## [Activity]
Pick up the medicines safety bulletin after its last sentence and continue it.

## [Passage shown]
........

Medicines Safety Update, Volume 3, Number 1, February 2012
Medicines Safety Update is the medicines safety bulletin of the Therapeutic Goods Administration (TGA).
In this issue
- Pneumovax 23 - updated revaccination recommendations
- Caveat emptor 'buyer beware' - the risks of purchasing unregistered medicines online
- Citalopram and QT prolongation - important changes to the dosing recommendations
- Atomoxetine (Strattera) - risk of increased blood pressure and/or heart rate
- What to report? You don't need to be certain, just suspicious!
In April 2011 the Therapeutic Goods Administration (TGA) advised health professionals not to administer a second or subsequent dose of Pneumovax 23 vaccine pending the outcome of a review of an apparent increased rate of injection site reactions following administration of the second dose. This review has now been completed and the TGA is advising health professionals not to routinely revaccinate immunocompetent individuals. Revaccination of patients at high risk of serious pneumococcal disease should be in accordance with the Product Information (PI).
Pneumovax 23 is used to prevent life-threatening infections by pneumococcal bacteria. The TGA review noted that the adverse events observed were consistent with the known high rates of local reactions which occur more commonly after a repeat dose of Pneumovax 23. The review concluded that the adverse events were not due to a problem with the vaccine manufacturing or handling. The outcomes from the review are available on the TGA website.1
Updated TGA advice about revaccination
The TGA is advising that revaccination with Pneumovax 23 should be undertaken in accordance with the approved PI.

........

[Free-text descriptions of objects]
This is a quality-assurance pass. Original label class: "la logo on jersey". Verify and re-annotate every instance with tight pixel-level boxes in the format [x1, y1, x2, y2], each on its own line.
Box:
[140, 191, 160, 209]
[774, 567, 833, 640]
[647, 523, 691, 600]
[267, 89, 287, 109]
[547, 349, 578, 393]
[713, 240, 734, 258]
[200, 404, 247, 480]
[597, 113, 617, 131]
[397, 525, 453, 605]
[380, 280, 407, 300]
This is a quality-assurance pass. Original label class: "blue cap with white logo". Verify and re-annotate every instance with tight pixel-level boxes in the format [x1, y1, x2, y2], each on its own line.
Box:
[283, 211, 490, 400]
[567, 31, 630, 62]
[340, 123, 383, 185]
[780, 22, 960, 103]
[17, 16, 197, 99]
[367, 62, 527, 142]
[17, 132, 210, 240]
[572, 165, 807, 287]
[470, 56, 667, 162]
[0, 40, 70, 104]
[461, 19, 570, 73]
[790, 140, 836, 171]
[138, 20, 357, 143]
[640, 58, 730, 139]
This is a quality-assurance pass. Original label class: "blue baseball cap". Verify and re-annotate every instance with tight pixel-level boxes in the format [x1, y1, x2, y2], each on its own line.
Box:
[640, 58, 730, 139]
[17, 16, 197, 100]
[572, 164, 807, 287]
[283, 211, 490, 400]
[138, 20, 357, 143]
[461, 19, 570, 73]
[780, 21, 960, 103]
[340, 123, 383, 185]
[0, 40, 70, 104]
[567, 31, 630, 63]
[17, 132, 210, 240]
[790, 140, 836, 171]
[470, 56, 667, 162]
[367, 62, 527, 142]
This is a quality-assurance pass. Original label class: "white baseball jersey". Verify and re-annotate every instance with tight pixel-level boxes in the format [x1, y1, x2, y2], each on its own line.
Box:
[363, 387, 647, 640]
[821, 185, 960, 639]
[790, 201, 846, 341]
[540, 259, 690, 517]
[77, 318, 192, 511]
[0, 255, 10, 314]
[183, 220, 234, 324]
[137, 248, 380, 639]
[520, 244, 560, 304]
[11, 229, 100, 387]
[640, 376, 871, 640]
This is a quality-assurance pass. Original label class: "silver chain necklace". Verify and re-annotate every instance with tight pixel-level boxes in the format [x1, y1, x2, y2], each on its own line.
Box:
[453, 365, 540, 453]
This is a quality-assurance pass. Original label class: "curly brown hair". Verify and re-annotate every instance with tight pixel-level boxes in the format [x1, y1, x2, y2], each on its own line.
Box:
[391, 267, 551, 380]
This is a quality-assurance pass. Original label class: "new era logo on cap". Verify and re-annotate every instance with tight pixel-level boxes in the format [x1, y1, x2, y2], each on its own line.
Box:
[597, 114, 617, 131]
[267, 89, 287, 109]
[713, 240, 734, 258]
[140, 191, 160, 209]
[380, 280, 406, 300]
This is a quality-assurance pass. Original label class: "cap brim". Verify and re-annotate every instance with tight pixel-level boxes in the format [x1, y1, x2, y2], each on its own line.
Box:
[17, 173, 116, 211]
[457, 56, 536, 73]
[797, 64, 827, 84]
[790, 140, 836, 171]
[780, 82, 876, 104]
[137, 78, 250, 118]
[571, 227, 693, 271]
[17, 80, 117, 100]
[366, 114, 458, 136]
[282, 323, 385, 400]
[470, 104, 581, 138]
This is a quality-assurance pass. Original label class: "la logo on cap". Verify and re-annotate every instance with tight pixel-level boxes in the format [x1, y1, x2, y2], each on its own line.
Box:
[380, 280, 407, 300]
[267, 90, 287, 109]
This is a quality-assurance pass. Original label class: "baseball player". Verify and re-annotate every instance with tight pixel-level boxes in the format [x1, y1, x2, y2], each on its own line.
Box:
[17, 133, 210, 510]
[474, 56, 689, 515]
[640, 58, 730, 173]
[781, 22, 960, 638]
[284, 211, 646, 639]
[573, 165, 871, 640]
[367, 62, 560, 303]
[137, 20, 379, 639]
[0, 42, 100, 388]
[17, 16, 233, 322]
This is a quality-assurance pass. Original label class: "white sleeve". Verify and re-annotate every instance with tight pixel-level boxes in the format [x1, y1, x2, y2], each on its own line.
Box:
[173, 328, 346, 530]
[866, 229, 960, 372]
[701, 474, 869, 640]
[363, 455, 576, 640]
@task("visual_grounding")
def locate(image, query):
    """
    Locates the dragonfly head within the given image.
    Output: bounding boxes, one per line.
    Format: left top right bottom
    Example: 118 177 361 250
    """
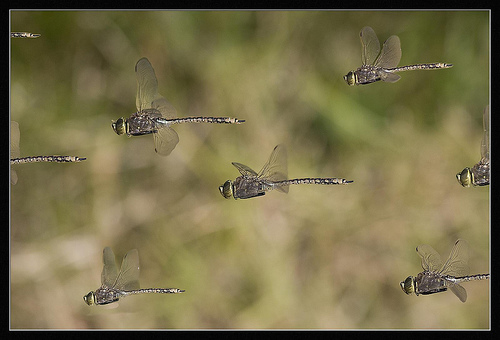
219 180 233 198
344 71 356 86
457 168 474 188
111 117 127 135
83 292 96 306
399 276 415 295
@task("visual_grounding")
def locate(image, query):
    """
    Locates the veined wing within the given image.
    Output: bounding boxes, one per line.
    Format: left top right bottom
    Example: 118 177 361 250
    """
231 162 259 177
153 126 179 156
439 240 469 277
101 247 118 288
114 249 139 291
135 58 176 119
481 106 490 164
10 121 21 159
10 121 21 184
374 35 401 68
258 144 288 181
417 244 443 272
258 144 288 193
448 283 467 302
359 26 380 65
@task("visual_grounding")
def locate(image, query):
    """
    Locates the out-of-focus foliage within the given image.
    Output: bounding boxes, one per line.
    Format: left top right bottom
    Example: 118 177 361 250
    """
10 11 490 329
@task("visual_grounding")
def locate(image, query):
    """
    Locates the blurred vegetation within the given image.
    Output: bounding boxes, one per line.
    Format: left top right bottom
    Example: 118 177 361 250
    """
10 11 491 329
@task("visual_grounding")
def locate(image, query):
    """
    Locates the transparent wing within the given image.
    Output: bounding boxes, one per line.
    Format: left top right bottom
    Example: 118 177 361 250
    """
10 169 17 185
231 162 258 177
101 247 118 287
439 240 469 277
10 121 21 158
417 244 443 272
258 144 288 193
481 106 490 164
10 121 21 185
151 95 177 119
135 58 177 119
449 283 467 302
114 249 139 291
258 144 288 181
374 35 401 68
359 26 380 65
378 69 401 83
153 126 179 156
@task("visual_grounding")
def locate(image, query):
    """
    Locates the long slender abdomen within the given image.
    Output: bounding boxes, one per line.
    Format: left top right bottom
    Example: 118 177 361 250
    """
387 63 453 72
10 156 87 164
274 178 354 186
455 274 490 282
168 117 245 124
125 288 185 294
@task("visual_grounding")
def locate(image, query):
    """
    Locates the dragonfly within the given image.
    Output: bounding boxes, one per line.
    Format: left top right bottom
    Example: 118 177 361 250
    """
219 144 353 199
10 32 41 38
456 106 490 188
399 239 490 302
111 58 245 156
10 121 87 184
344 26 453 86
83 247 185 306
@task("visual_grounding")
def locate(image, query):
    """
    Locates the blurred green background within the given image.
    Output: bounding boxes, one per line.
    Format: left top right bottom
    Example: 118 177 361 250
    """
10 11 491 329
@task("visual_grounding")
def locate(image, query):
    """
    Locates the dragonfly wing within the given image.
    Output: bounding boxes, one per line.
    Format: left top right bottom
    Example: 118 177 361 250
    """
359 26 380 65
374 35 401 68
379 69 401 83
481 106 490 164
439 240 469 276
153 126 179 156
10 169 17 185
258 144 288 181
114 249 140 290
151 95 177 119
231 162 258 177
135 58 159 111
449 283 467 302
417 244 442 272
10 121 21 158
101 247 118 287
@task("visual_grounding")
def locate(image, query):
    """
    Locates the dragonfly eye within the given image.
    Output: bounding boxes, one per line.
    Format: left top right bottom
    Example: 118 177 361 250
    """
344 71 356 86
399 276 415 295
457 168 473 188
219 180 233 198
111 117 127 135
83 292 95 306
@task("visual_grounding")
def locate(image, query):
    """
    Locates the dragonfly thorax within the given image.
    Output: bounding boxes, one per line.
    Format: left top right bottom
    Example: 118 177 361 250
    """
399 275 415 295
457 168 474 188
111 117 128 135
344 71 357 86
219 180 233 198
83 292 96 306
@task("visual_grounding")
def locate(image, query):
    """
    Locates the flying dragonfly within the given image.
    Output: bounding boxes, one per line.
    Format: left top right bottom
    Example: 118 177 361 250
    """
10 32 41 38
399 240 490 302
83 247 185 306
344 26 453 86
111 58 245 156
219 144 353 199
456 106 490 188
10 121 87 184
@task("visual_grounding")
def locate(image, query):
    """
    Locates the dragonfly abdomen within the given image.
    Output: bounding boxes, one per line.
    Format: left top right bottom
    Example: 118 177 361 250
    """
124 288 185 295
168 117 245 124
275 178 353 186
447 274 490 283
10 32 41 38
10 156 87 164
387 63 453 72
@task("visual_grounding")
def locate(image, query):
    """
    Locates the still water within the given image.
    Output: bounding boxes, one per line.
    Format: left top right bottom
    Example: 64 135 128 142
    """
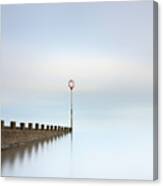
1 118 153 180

........

## [Final answer]
- should not be given routinely to immunocompetent individuals; and
- should be considered for patients at a high risk of serious pneumococcal disease, provided that at least five years have passed since the previous dose of Pneumovax 23.
This advice differs from that in the current Australian Immunisation Handbook,2 which recommends routine revaccination five years after the first dose. The Australian Technical Advisory Group on Immunisation has reviewed the place of Pneumovax 23 in the National Immunisation Program and their updated recommendations have been published at www.immunise.health.gov.au.
Adverse reactions to Pneumovax 23
Pneumovax 23 is known to be associated with a high rate of local injection site reactions, which can result in extensive swelling and pain that can limit the use of the patient's arm. Cellulitis-like reactions and abscesses can also occur, however these are rare.
Further information about possible adverse reactions is available in the Pneumovax 23 PI.3
Advice is specific to Pneumovax 23
This advice does not apply to Prevenar, Prevenar 13 and Synflorix pneumococcal conjugate vaccines.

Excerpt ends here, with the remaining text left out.